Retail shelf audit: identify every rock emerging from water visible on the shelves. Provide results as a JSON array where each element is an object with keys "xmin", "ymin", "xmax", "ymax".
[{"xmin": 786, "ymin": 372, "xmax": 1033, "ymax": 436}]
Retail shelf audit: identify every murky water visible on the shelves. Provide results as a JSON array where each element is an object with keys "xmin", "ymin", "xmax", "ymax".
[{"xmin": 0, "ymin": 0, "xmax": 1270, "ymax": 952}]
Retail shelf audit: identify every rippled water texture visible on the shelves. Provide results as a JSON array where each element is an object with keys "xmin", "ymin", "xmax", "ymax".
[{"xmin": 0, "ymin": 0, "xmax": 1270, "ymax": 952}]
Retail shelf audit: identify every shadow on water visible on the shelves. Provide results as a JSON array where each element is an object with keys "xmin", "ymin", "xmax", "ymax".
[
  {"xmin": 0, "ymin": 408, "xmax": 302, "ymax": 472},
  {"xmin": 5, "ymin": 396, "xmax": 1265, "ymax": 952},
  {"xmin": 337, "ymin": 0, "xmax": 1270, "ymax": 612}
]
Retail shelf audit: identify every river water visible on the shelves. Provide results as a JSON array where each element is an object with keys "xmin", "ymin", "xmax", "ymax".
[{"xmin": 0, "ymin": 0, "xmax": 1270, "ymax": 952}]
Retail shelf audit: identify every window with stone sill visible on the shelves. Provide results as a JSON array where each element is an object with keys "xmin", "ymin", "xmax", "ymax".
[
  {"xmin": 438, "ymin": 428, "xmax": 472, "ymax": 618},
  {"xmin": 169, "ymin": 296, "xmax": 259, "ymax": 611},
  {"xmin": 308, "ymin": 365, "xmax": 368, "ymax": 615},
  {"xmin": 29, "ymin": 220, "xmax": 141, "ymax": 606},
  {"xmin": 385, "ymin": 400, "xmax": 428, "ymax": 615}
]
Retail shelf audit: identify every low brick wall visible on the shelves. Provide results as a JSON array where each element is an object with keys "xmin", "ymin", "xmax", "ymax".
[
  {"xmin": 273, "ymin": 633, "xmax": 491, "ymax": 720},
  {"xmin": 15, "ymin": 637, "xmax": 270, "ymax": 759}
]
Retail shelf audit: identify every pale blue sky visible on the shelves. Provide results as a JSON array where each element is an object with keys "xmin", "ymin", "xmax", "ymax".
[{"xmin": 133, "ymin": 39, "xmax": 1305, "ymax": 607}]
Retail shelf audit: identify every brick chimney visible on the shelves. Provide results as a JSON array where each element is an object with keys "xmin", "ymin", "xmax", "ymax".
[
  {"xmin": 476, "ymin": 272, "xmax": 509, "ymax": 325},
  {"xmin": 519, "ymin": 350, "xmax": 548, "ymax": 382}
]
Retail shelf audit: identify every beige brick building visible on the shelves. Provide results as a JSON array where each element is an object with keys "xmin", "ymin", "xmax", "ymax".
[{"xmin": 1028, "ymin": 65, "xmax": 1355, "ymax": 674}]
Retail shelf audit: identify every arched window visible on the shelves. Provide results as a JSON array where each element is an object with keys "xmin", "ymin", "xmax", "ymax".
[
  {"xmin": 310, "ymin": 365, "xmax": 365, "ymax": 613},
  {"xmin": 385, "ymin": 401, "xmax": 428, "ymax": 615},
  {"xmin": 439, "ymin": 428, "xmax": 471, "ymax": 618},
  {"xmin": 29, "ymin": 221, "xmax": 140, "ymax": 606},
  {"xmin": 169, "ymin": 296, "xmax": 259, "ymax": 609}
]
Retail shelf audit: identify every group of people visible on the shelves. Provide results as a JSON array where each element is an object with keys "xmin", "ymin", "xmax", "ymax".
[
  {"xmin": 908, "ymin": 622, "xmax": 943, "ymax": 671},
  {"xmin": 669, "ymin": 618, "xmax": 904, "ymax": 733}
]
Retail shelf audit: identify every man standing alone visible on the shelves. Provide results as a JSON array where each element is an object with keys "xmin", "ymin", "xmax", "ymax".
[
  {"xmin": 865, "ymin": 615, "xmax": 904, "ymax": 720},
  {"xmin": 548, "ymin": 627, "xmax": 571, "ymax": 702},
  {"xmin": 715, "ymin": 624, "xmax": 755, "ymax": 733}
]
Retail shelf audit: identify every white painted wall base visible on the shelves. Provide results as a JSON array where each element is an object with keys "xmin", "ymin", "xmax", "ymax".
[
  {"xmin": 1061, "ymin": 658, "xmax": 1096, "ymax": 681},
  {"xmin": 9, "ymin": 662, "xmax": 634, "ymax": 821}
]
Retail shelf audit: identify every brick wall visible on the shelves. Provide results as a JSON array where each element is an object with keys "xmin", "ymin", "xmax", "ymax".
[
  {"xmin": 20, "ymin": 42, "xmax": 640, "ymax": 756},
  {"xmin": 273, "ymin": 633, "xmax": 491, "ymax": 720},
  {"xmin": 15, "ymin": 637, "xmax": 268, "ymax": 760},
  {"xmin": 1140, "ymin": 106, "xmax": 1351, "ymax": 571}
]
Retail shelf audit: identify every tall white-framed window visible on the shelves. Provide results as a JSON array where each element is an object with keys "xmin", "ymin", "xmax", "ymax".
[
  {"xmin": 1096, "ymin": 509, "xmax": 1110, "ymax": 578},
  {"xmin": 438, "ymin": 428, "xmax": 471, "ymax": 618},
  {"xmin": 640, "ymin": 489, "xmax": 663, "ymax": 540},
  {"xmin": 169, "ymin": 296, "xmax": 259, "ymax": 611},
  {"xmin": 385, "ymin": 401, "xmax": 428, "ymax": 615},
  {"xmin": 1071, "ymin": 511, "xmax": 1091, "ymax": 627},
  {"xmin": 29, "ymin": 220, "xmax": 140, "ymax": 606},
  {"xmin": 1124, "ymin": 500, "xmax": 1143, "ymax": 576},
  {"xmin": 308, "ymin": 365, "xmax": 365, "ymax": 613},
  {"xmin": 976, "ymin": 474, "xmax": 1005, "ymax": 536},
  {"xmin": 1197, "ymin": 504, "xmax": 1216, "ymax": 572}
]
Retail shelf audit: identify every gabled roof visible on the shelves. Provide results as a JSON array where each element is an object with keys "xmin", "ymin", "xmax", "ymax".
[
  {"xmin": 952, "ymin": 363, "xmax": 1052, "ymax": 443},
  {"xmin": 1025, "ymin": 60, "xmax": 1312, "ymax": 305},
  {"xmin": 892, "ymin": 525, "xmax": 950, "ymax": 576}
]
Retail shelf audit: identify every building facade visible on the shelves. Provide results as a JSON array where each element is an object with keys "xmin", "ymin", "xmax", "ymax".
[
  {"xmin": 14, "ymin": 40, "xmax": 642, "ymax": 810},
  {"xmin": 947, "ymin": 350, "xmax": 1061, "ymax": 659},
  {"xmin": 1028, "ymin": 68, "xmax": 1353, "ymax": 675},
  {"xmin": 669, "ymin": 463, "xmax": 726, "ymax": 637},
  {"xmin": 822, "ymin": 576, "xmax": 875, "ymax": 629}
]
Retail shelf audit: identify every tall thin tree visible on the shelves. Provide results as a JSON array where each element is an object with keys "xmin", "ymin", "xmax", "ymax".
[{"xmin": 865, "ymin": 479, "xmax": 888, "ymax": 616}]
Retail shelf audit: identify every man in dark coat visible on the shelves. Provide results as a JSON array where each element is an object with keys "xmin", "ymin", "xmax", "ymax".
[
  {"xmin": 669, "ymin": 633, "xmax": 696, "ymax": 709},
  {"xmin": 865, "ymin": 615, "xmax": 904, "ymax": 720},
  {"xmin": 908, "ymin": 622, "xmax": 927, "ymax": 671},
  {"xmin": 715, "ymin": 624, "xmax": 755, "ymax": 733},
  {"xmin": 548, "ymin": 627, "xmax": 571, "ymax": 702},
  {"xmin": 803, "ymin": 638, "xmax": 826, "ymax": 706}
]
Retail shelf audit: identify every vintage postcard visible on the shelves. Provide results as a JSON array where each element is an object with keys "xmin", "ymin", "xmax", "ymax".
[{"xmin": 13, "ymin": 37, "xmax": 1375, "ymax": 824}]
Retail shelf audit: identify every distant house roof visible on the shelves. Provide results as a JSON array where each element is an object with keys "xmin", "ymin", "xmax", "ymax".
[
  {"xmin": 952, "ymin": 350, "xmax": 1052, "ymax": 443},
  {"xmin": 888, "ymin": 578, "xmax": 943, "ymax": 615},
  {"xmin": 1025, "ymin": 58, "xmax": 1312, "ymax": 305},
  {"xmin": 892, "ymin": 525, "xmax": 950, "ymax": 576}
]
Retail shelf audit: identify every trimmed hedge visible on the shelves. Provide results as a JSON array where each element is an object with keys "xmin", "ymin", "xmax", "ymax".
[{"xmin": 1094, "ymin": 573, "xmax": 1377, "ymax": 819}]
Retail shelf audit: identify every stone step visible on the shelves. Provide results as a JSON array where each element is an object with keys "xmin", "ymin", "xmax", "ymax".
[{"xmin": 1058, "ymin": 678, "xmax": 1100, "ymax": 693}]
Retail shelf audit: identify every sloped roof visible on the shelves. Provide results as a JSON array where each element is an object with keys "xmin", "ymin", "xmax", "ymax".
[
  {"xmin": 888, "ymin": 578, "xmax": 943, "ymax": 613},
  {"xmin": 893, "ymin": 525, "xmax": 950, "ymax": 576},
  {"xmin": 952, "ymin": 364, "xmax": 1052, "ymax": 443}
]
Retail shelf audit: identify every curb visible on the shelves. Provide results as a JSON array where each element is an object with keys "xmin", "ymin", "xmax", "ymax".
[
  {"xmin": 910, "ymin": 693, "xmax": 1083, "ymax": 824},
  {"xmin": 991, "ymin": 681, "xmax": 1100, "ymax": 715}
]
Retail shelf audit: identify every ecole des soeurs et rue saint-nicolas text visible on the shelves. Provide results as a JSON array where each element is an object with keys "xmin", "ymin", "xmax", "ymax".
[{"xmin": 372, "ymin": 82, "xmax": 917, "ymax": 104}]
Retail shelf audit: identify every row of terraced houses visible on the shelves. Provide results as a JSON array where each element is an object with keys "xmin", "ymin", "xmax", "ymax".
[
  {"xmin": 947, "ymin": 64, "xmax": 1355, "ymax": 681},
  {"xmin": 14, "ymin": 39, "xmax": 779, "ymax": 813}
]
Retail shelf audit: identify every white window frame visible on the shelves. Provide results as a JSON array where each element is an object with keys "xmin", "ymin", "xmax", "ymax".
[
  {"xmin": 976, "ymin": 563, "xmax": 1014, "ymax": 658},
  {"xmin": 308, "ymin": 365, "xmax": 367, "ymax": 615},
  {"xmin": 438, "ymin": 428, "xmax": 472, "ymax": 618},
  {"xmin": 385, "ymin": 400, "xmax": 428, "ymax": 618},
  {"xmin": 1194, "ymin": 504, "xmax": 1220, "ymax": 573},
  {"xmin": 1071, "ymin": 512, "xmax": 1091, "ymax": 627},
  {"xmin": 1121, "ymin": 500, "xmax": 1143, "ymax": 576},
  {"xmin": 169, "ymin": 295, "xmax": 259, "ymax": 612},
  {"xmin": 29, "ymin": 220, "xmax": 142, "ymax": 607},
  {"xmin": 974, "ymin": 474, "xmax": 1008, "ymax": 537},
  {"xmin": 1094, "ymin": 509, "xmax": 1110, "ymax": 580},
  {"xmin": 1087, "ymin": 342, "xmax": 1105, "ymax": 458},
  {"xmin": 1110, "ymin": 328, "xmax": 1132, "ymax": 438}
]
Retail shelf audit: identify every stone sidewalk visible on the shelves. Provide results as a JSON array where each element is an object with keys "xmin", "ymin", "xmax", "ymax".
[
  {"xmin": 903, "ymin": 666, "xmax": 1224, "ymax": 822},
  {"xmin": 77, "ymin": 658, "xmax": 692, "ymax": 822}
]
********************
### Aim of the exercise:
Find the line containing "Retail shelf audit: identify every ecole" in the material above. Print it and every line after it through the end, exactly and only those.

### Written reply:
Retail shelf audit: identify every ecole des soeurs et rue saint-nicolas text visible on the shelves. Provide results as a JSON array where each element is an object with keys "xmin", "ymin", "xmax", "ymax".
[{"xmin": 372, "ymin": 82, "xmax": 917, "ymax": 104}]
Retail shelf audit: identify every row of terraced houses visible on the shelves. Provide results as a JSON array where each element is an object with keys "xmin", "ymin", "xmax", "ymax".
[
  {"xmin": 947, "ymin": 64, "xmax": 1355, "ymax": 681},
  {"xmin": 14, "ymin": 39, "xmax": 779, "ymax": 813}
]
Retail shelf audit: identify every white window frame visible on the shelves. Provide results as a JSON array where each element is an object with keys "xmin", "ymin", "xmax", "ymax".
[
  {"xmin": 976, "ymin": 563, "xmax": 1014, "ymax": 658},
  {"xmin": 308, "ymin": 365, "xmax": 367, "ymax": 615},
  {"xmin": 438, "ymin": 428, "xmax": 472, "ymax": 618},
  {"xmin": 385, "ymin": 400, "xmax": 428, "ymax": 618},
  {"xmin": 1194, "ymin": 504, "xmax": 1220, "ymax": 573},
  {"xmin": 1071, "ymin": 512, "xmax": 1091, "ymax": 627},
  {"xmin": 1121, "ymin": 500, "xmax": 1143, "ymax": 576},
  {"xmin": 169, "ymin": 295, "xmax": 259, "ymax": 612},
  {"xmin": 29, "ymin": 220, "xmax": 142, "ymax": 607},
  {"xmin": 974, "ymin": 474, "xmax": 1008, "ymax": 537},
  {"xmin": 1094, "ymin": 509, "xmax": 1110, "ymax": 580},
  {"xmin": 1087, "ymin": 342, "xmax": 1105, "ymax": 458},
  {"xmin": 1110, "ymin": 328, "xmax": 1132, "ymax": 438}
]
Retail shelf audit: identify every stone sidewalk visible on the shelves. Provide results as a JSON array where each element is an object with keys "xmin", "ymin", "xmax", "ymax".
[
  {"xmin": 903, "ymin": 666, "xmax": 1224, "ymax": 822},
  {"xmin": 77, "ymin": 658, "xmax": 692, "ymax": 822}
]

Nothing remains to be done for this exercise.